[Extracted text]

☆ ☆ ☆ ☆

I can access it through the back way, swinging far out. onto the State Trust property. But I will not do so. It is too near the construction site. And when the property development is done, I think there will be a public trail going right next to it. 

I turns out all of this development is actually to create a small lake. The lake is a holding pond for drainage to protect the ball field they are building down near Bell Road. Most of the property is being developed nearby not for the lake, but for a twenty-foot wide access road that is required to allow city crews to undertake routine maintenance. 

Monday, March 1, 2021

My Desert Brothers

Last week saw the invasion arrive in the undeveloped desert. Monday was deceptive, as nothing happened.  I began to wonder if it meant a reprieve of the project. Then on Tuesday the contractors came in number, filling up the end of the parking lot in the shopping center with the vehicles in which they arrived.

The first thing erected was the port-a-potty, sitting right beside the stub of the road. Then on Wednesday they brought a small earth mover to remove the Road Closed sign and metal barrier that had been sitting in the sun since the last phase of development years ago, and which I skirted around as I walked on my walk towards my favorite spots. Then finally came the water tank, with the contractor logo, hoisted twenty feet into the air on four legs like a small building rising beside the port-a-potty and the water pipe that the city crew had installed the week before. More earth movers came and started raking the desert bare, to build a road at first, spraying with water from the tank.

By Thursday the fence contractors had arrived, playing the panels of the chain link structure on the ground around the perimeter by the street on two sides. The last two days of the week the air was filled with the noise of the power equipment hammering the post into the ground to seal off the street.

☆ ☆ ☆ ☆

[Recorded data]
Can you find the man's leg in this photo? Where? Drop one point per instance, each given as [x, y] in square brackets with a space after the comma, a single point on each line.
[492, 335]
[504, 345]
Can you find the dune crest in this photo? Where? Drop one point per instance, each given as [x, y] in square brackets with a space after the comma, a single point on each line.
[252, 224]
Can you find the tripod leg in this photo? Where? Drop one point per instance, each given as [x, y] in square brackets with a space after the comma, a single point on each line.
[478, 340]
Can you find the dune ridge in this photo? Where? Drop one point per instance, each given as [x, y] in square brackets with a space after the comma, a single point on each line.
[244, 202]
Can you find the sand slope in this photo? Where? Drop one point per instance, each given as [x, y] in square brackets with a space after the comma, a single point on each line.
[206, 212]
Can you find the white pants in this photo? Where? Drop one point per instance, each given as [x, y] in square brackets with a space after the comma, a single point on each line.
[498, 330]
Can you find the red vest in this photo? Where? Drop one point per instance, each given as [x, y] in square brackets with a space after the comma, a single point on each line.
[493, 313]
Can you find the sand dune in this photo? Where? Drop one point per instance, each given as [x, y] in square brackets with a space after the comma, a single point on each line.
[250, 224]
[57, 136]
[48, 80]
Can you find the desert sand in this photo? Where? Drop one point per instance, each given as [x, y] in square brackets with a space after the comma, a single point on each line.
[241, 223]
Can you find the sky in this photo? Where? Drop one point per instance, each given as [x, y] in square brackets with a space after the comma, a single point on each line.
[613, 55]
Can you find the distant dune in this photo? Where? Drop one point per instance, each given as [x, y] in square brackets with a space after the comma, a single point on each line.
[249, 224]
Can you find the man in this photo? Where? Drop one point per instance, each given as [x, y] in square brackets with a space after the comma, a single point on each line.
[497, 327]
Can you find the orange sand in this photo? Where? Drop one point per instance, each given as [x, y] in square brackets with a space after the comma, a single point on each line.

☆ ☆ ☆ ☆

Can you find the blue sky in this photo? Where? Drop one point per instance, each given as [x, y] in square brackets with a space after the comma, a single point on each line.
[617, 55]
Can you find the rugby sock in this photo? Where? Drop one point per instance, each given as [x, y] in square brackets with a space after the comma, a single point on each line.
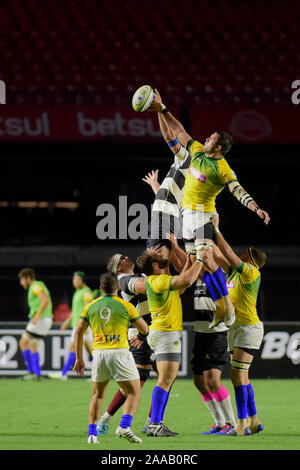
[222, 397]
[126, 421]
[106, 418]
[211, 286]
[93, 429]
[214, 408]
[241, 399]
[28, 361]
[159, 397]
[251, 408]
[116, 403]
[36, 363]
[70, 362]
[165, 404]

☆ ☆ ☆ ☆

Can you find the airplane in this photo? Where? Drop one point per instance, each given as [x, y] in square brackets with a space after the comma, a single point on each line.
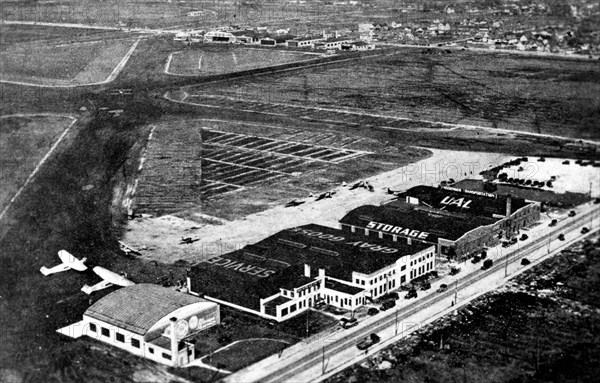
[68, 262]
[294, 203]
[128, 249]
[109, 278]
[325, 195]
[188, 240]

☆ ☆ ☆ ☆

[Task requirements] Continue the blog entry above about construction coming to the undeveloped desert, picking up right after its last sentence.

[Your response]
Yet they did not fence the side of the property where the dry wash runs along the edge by the State Land Trust property. I was not able to go there during the day all week. I had been nearly chased out on Tuesday morning, when I snuck in towards the wash by cutting through the State Land Trust property, where only remnants of the old barbed wire fence ares still standing (apparently the fence is on the Trust property, and will not be touched). 

From there I could hide by the Ironwood and peer through the bushes towards the contractors about a hundred yards away. But the whole property was swarming with men in hard hats, and some evcn coming around on the State Trust Land. I did not want to be spotted. As long I can remain free of explicitly being told I am not welcome there, I will continue to feel free to go there. 

I finally snuck back into via my normal route on Saturday, when all was quiet. I stopped and inspected the equipment through the fence before walking into the property where the fence left off, where the wash crosses the road. I don't think they will continue the fence there. Perhaps they will fence that off at some point. But for now my usual paths are untouched.

But everything has changed. From one of my favorite private spots, downstream from the Ironwood I peer through a gap in several palo verdes, I see where the road is graded, only ten feet away from the edge of the trees. Already I feel as if civilization has been carried to the edge of what was once a reserve.

I am fascinated by how this is playing out. I am fascinated by how this is a miniature version of civilization. First came the tagging of the trees, the naming process of language. Then came the flags, placed on the edge of the property in conquest.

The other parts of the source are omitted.